PROBLEM TO SOLVE:
Recast every line of the records below as a Markdown table with the columns "Row" and "Line," numbering each row and skipping blank lines. Leave the pictures out of the table.

EXCERPTED RECORDS:
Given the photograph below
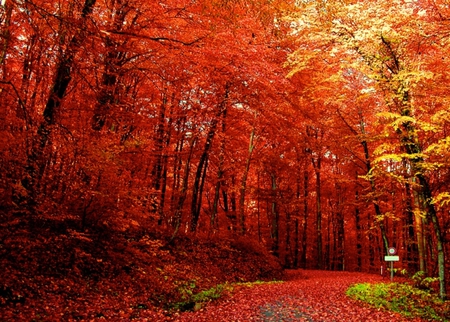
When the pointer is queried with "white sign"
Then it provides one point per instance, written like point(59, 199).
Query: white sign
point(392, 251)
point(391, 258)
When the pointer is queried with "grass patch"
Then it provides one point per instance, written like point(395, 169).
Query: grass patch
point(403, 298)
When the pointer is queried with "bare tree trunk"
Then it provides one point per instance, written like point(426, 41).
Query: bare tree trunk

REPLY:
| Row | Line |
|---|---|
| 1 | Given the photograph below |
| 2 | When the pointer is queried with "white sign" |
| 3 | Then it provides one point per instance, written like point(59, 199). |
| 4 | Query: white sign |
| 5 | point(392, 251) |
| 6 | point(391, 258) |
| 7 | When the pointer is queried with "grass patch" |
| 8 | Then it provides one point per instance, written like point(395, 169). |
| 9 | Query: grass patch |
| 10 | point(403, 298) |
| 11 | When the pointer is queried with "bare tree trunk" |
| 12 | Then it provides one point per instance, written like point(426, 41). |
| 13 | Query: bare tree trunk |